**WORK TO BE COMPLETED:** Go through the records underneath and write each one out again exactly.

(Extracted records)
──────────────────────────────

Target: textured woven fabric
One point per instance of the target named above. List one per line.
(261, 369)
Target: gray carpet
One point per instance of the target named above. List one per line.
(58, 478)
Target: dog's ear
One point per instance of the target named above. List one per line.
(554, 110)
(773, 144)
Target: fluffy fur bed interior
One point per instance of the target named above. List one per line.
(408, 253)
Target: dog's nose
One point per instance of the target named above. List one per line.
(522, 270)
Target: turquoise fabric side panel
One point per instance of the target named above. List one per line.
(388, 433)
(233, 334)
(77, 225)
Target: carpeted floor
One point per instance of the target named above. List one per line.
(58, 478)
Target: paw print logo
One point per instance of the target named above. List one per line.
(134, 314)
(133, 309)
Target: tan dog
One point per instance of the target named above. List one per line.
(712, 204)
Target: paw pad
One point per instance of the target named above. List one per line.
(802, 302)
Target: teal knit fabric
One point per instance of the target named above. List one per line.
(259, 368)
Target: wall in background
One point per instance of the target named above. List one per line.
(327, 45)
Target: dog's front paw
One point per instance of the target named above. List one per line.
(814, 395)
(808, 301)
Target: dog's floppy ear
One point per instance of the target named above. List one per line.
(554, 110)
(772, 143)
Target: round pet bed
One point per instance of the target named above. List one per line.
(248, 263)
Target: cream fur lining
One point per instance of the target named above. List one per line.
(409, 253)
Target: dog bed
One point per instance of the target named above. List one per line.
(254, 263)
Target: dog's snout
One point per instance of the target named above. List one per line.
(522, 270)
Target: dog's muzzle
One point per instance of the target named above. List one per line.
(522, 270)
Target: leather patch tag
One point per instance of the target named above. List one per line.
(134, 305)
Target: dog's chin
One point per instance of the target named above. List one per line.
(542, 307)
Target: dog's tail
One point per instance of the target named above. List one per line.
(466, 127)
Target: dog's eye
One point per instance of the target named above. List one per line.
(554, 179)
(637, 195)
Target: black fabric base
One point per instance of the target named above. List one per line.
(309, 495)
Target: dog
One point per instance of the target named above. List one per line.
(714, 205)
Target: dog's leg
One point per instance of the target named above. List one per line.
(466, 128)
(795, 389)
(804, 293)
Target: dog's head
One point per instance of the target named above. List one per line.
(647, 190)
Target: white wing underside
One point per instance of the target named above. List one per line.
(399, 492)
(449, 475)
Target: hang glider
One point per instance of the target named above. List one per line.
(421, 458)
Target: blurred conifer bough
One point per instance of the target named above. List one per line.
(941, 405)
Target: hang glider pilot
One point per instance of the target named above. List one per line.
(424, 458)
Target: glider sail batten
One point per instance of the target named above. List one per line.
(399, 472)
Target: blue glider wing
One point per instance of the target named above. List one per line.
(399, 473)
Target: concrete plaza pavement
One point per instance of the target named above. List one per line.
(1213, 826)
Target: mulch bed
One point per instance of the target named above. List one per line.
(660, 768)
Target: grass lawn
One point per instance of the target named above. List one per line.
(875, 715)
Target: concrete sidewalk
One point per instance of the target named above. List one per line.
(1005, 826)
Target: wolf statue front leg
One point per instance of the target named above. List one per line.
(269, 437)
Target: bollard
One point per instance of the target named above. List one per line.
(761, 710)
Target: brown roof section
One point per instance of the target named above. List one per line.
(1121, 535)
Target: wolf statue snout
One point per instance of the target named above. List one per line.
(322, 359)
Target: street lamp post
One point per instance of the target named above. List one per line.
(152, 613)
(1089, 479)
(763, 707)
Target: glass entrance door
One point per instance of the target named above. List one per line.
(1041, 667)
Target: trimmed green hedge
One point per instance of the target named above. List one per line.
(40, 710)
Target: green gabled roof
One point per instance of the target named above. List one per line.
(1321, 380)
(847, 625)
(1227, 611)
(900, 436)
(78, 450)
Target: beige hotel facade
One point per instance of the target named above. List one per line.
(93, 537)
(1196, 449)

──────────────────────────────

**OUTPUT OF THE EXERCISE:**
Target: textured woven fabric
One point per instance of the target named above. List one per line.
(261, 369)
Target: gray carpet
One point per instance of the target named above. List one per line.
(58, 478)
Target: dog's ear
One point per instance of the target named above. List one per line.
(554, 110)
(773, 144)
Target: fluffy fur bed interior
One point per instance of the target named above. List one per line.
(408, 253)
Target: dog's nose
One point per instance of the target named above. List one per line.
(522, 270)
Target: turquoise fabric side panel
One point per instance of the target named above. List one per line.
(388, 433)
(233, 334)
(77, 225)
Target: carpeted floor
One point per instance of the target named above. List one per line.
(58, 478)
Target: paw print logo
One point per instance of the target named above. List one per line.
(134, 314)
(133, 309)
Target: tan dog
One point per instance of the target named above. List one per line.
(712, 204)
Target: paw pad
One point per instance of the target named above. List one per line.
(802, 302)
Target: teal knit fabric
One point per instance of the target named above. List one per line.
(259, 368)
Target: wall in background
One point per instance of the target named above. List one per line.
(327, 45)
Target: dog's front paw
One point per instance of the target named above. List one per line.
(814, 395)
(808, 301)
Target: dog's floppy ear
One point per instance of the target named above. List one per line.
(554, 110)
(772, 143)
Target: round pet bed
One point per instance of the target named above. List one per line.
(248, 263)
Target: cream fur lining
One point per instance of the target named above. List one per line.
(409, 253)
Target: dog bed
One point per instance of the target named above. List one per line.
(254, 263)
Target: dog's snout
One point per instance of the target named above. List one per line.
(522, 270)
Target: dog's muzzle
One point per instance of the target named above. List one per line.
(522, 270)
Target: leather patch tag
One point per instance of the target named above. List one per line.
(134, 305)
Target: dog's chin
One point per instance of the target named above. List one per line.
(542, 307)
Target: dog's tail
One point per instance of the target named above. List one per line.
(466, 127)
Target: dog's eye
One point per instance of the target named above. List one per line.
(554, 179)
(637, 195)
Target: black fabric base
One point per instance of the target named above. List one per line.
(309, 495)
Target: dog
One point per instance of the target named above. List one per line.
(714, 205)
Target: dog's leg
One point per instance of the target named above. List one per line.
(466, 128)
(795, 389)
(804, 293)
Target: dog's head
One point per instance of the target named above. List one per line.
(647, 190)
Target: white wing underside
One point per instance of the target named above. List one per line.
(399, 492)
(449, 475)
Target: hang glider
One point per instance of the target named above. List one per line.
(421, 458)
Target: blurred conifer bough
One point per instance of the target named above. List one per line.
(941, 405)
Target: hang glider pilot
One point per instance of the target named above. List one per line.
(424, 458)
Target: glider sail batten
One point per instance of the target named above. List one per line.
(399, 472)
Target: blue glider wing
One point per instance of the target named above. List one per line.
(399, 473)
Target: concrete plaza pavement
One point per instance of the target named above. List one per line.
(1213, 826)
Target: mulch bed
One point per instance of the target named above. List one per line.
(660, 768)
Target: grass lawn
One point per instance of the target named above. List one per line.
(875, 715)
Target: concrete sidewalk
One point per instance of the target named above. List one per line.
(1005, 826)
Target: wolf statue front leg
One point per instance of the target named above. List one per line.
(269, 437)
Target: bollard
One point per instance of the target named above. List one per line.
(761, 710)
Target: brown roof section
One point per instance of the target named above. List one per line.
(1121, 535)
Target: wolf statue snout
One point per instance of the target named above. List one per line.
(322, 359)
Target: street lamp post
One point per instance of the target named above. List one per line.
(152, 613)
(1089, 479)
(763, 707)
Target: glass entrance door
One point per instance of the target named above. List one per line.
(1041, 667)
Target: trimmed green hedge
One point per instance of the target named above. List one per line.
(40, 710)
Target: green gabled roof
One point per instance of the target named above. List one per line.
(1321, 380)
(847, 625)
(1227, 611)
(900, 436)
(78, 450)
Target: beige hotel facade
One point per instance of the target named above. List one per line.
(93, 537)
(1196, 449)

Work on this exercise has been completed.